*RECORDS SHOWN*.
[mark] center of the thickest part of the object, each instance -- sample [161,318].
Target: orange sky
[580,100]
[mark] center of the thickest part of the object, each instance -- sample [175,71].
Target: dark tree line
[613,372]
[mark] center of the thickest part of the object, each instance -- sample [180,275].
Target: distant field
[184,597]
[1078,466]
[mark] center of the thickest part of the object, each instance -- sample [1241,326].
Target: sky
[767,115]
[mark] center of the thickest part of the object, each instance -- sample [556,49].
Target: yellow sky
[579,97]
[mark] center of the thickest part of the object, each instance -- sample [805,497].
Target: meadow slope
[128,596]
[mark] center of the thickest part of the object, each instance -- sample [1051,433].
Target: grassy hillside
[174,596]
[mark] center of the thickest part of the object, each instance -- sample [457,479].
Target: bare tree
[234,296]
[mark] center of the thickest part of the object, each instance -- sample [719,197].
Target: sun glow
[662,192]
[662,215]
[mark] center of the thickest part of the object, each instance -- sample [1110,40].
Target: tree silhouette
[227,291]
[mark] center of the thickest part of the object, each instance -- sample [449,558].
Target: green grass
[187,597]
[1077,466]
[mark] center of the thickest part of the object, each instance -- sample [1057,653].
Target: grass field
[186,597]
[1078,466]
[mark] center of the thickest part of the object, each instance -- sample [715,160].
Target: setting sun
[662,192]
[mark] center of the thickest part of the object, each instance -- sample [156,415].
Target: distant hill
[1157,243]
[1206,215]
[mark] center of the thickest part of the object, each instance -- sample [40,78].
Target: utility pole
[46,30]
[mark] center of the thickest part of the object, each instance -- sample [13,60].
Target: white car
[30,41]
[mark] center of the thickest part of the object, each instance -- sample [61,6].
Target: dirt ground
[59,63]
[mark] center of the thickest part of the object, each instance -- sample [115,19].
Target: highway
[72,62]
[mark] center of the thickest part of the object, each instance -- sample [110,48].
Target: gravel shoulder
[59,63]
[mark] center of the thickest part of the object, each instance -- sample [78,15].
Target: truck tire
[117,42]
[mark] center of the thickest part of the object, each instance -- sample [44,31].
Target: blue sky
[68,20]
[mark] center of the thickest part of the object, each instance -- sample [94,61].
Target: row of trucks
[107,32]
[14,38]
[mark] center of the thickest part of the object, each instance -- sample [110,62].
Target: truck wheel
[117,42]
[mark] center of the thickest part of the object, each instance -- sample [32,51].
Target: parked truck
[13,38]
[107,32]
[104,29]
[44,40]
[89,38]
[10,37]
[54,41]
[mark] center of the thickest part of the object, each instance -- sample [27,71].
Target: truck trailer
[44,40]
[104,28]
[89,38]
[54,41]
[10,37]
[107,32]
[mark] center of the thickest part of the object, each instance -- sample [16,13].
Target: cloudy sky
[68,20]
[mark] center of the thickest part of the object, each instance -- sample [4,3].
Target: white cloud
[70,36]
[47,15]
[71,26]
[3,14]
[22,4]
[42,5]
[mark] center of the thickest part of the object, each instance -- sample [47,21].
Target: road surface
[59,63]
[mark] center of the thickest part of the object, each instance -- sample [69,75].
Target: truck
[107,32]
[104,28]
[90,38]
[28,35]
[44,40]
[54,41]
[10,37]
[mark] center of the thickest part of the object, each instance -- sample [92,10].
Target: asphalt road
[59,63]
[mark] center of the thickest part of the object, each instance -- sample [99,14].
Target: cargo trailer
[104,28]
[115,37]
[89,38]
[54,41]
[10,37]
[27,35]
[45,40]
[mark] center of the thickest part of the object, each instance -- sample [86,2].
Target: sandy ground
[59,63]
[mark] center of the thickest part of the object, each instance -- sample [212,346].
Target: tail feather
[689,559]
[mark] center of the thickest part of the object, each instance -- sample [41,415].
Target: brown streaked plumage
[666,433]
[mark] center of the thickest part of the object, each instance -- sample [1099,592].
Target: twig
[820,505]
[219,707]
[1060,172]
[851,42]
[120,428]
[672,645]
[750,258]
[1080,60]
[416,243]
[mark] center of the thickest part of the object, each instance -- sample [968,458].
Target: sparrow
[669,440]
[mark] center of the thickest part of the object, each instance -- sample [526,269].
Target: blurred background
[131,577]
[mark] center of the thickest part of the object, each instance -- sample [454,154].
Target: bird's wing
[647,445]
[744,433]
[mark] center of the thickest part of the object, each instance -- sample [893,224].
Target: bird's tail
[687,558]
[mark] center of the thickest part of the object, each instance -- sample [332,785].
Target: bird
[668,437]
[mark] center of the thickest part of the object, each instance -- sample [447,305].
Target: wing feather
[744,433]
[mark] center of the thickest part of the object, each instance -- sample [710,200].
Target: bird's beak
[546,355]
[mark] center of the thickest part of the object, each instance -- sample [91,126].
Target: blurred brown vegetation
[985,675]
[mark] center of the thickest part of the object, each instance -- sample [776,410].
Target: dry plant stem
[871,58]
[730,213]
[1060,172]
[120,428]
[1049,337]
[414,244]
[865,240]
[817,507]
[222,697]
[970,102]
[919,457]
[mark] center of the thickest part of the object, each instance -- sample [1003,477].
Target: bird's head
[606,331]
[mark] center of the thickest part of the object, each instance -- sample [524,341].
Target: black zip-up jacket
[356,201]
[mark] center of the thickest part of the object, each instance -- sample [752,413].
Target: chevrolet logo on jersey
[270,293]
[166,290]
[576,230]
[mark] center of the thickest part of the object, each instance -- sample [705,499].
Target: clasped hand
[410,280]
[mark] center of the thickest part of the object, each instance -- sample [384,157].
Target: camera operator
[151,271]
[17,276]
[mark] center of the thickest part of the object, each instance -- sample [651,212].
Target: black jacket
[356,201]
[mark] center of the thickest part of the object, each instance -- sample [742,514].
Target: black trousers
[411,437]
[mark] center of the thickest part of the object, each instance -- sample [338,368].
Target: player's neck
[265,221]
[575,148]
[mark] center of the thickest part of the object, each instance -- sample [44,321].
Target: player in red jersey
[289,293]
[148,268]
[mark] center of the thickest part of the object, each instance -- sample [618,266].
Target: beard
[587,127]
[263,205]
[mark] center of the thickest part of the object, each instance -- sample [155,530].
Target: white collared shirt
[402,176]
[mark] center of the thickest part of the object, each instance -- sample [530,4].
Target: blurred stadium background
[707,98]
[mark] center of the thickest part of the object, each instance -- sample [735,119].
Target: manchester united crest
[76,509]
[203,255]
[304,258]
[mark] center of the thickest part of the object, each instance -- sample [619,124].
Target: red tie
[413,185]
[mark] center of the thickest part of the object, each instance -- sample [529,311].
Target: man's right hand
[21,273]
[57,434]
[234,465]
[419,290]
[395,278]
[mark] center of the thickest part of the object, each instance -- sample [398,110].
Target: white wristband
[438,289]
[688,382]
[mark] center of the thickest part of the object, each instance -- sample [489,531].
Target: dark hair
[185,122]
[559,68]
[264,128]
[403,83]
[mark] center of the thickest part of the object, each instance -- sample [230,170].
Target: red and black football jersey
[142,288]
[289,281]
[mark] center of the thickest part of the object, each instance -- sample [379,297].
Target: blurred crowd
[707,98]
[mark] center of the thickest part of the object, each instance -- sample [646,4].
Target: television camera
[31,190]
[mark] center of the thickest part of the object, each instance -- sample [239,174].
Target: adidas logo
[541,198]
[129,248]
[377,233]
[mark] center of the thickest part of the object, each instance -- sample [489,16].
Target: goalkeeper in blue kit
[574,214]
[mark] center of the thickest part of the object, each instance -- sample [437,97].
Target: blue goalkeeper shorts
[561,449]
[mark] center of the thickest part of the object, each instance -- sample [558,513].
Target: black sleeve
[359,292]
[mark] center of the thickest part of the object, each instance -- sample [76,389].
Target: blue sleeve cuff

*BRIEF*.
Every record shown above should be written out again exactly.

*CORRECT RESULT*.
[mark] center of the thickest part of the object, each instance -- sample [161,318].
Target: orange sky
[580,100]
[mark] center of the thickest part of the object, each instance -- sample [175,71].
Target: dark tree line
[613,372]
[mark] center of the thickest part of the object, each instance -- sample [180,275].
Target: distant field
[184,597]
[1078,466]
[mark] center of the thickest part of the object, each instance -- sample [1241,326].
Target: sky
[767,115]
[mark] center of the thickest part of the object, each instance -- sample [556,49].
Target: yellow sky
[579,97]
[mark] center of the thickest part of the object, each instance -- sample [805,497].
Target: meadow slope
[128,596]
[mark] center of the thickest part of the object, each instance -- sample [1051,433].
Target: grassy hillside
[174,596]
[mark] center of the thickest part of the object, each instance -- sample [457,479].
Target: bare tree
[234,296]
[mark] center of the thickest part of the object, each instance -- sample [719,197].
Target: sun glow
[662,192]
[662,215]
[mark] center of the thickest part of the object, each instance -- sample [1110,40].
Target: tree silhouette
[227,291]
[mark] center of the thickest part of the object, each instance -- sample [449,558].
Target: green grass
[187,597]
[1077,466]
[mark] center of the thickest part of the object, each instance -- sample [1057,653].
Target: grass field
[186,597]
[1078,466]
[mark] center of the thickest part of the object, each instance -- sample [715,160].
Target: setting sun
[662,192]
[mark] center of the thickest part of the object, each instance -- sample [156,415].
Target: distant hill
[1157,243]
[1206,215]
[mark] center of the thickest part of the object, each instance -- sample [40,78].
Target: utility pole
[46,30]
[mark] center of the thickest part of the object, each instance -- sample [13,60].
Target: white car
[30,41]
[mark] center of the thickest part of the object, each instance -- sample [61,6].
Target: dirt ground
[59,63]
[mark] center of the thickest part of the object, each instance -- sample [115,19].
Target: highway
[72,62]
[mark] center of the thickest part of the object, each instance -- sample [110,48].
Target: gravel shoulder
[59,63]
[mark] center of the thickest part of the object, each instance -- sample [78,15].
Target: truck tire
[117,42]
[mark] center of the thickest part of the object, each instance -- sample [44,31].
Target: blue sky
[68,20]
[mark] center of the thickest part of the object, each instance -- sample [94,61].
Target: row of trucks
[107,32]
[14,38]
[mark] center of the thickest part of the object, each instance -- sample [110,62].
Target: truck wheel
[117,42]
[mark] center of the thickest part of the object, each instance -- sample [32,51].
Target: parked truck
[13,38]
[107,32]
[104,29]
[44,40]
[89,38]
[10,37]
[54,41]
[mark] center of the thickest part of the object, each instance -- sample [27,71].
Target: truck trailer
[44,40]
[104,28]
[89,38]
[54,41]
[10,37]
[107,32]
[mark] center of the thickest part of the object, each instance -- sample [16,13].
Target: cloudy sky
[68,20]
[mark] center of the thickest part of the object, each instance -- sample [4,3].
Target: white cloud
[70,36]
[47,15]
[71,26]
[3,14]
[22,4]
[42,5]
[mark] center of the thickest part of the object, each instance -- sample [47,21].
Target: road surface
[59,63]
[mark] center of the thickest part of the object, each instance -- sample [69,75].
Target: truck
[107,32]
[104,28]
[90,38]
[28,35]
[44,40]
[54,41]
[10,37]
[mark] center of the thickest part of the object, each instance -- sample [92,10].
Target: asphalt road
[59,63]
[mark] center of the thickest part of the object, each instance -- sample [99,14].
Target: cargo trailer
[104,28]
[115,37]
[89,38]
[54,41]
[10,37]
[27,35]
[45,40]
[mark] center of the thickest part of the object, each instance -- sample [86,2].
Target: sandy ground
[59,63]
[mark] center of the thickest part of the object, each instance -- sample [212,346].
Target: tail feather
[689,559]
[mark] center of the thickest part of the object, each instance -- sample [41,415].
Target: brown streaked plumage
[666,433]
[mark] center of the thickest part of the object, each instance -- sample [1099,592].
Target: twig
[820,505]
[219,707]
[1060,172]
[851,42]
[120,428]
[672,645]
[750,258]
[1080,60]
[416,243]
[mark] center of the thickest part of the object, each instance -- sample [968,458].
Target: sparrow
[669,440]
[mark] center of the thickest part of the object, each instance -- sample [526,269].
Target: blurred background
[131,577]
[mark] center of the thickest part of the object, each instance -- sample [454,154].
Target: bird's wing
[647,445]
[744,433]
[mark] center of the thickest part of the object, each instance -- sample [893,224].
Target: bird's tail
[687,558]
[mark] center of the thickest part of the object, each instance -- sample [332,785].
Target: bird
[668,437]
[mark] center of the thickest part of the object, each instance -- sample [447,305].
Target: wing feather
[744,433]
[mark] center of the thickest part of the object, each instance -- sample [710,200].
Target: bird's beak
[546,355]
[mark] center of the thickest part of the object, each instance -- sample [91,126].
Target: blurred brown vegetation
[985,675]
[mark] center of the thickest part of the object, each instance -- sample [776,410].
Target: dry plant stem
[871,58]
[730,213]
[1060,172]
[120,428]
[1049,337]
[414,244]
[865,240]
[817,507]
[222,697]
[970,102]
[919,457]
[mark] center of the thickest part of the object, each instance -- sample [1003,477].
Target: bird's head
[606,331]
[mark] center of the thickest part of the object, each instance -- sample [524,341].
Target: black zip-up jacket
[356,201]
[mark] center of the thickest part of the object, each instance -- sample [752,413].
Target: chevrolet logo on jersey
[270,293]
[166,290]
[576,230]
[mark] center of the thickest part of the object, each instance -- sample [705,499].
Target: clasped hand
[410,280]
[mark] center of the thickest part of the object, each instance -- sample [384,157].
Target: camera operator
[151,271]
[17,276]
[mark] center of the thickest part of the object, each instance -- sample [651,212].
Target: black jacket
[356,201]
[mark] center of the thickest part of the object, each instance -- sample [742,514].
Target: black trousers
[411,437]
[mark] center of the thickest part of the object, each instance -- sample [338,368].
Target: player's neck
[265,221]
[575,148]
[mark] center of the thickest part of the object, each instance -- sample [44,321].
Target: player in red jersey
[289,293]
[148,268]
[mark] center of the thickest part of the object, each instance -- sample [618,266].
Target: beard
[587,127]
[263,205]
[mark] center of the thickest part of the object, each instance -- sample [155,530].
Target: white collared shirt
[402,176]
[mark] center of the thickest part of the object, each instance -- sample [530,4].
Target: blurred stadium background
[707,98]
[mark] center of the thickest part of the object, each instance -- sample [735,119].
Target: manchester united crest
[76,509]
[203,255]
[304,258]
[mark] center of the thickest part of the object, each instance -- sample [619,124].
Target: red tie
[413,185]
[mark] center of the thickest part of the object, each instance -- sample [529,311].
Target: man's right hand
[21,273]
[57,434]
[234,465]
[419,290]
[395,278]
[mark] center of the thickest part of the object, each instance -- sample [398,110].
Target: white wristband
[438,289]
[688,382]
[mark] center of the thickest part of the object, each instance -- sample [489,531].
Target: dark hair
[185,122]
[559,68]
[264,128]
[403,83]
[mark] center of the thickest part of the object, each instance -- sample [230,170].
Target: red and black football jersey
[142,288]
[289,281]
[mark] center of the thickest part of the object, each instance -- sample [379,297].
Target: blurred crowd
[707,98]
[mark] center of the thickest part of the object, each instance -- sample [646,4].
Target: television camera
[31,190]
[mark] center of the thickest part of the object, each instance -- sample [239,174].
Target: adidas logo
[541,198]
[129,248]
[377,233]
[mark] center of the thickest part of the object, each instance -- sample [489,16].
Target: goalkeeper in blue kit
[574,214]
[mark] center of the thickest part of the object, each instance -- sample [437,97].
Target: blue goalkeeper shorts
[561,449]
[mark] center of the thickest part of the object, each instance -- sample [558,513].
Target: black sleeve
[359,292]
[mark] center of the thickest part of the object, each instance -- sample [76,389].
Target: blue sleeve cuff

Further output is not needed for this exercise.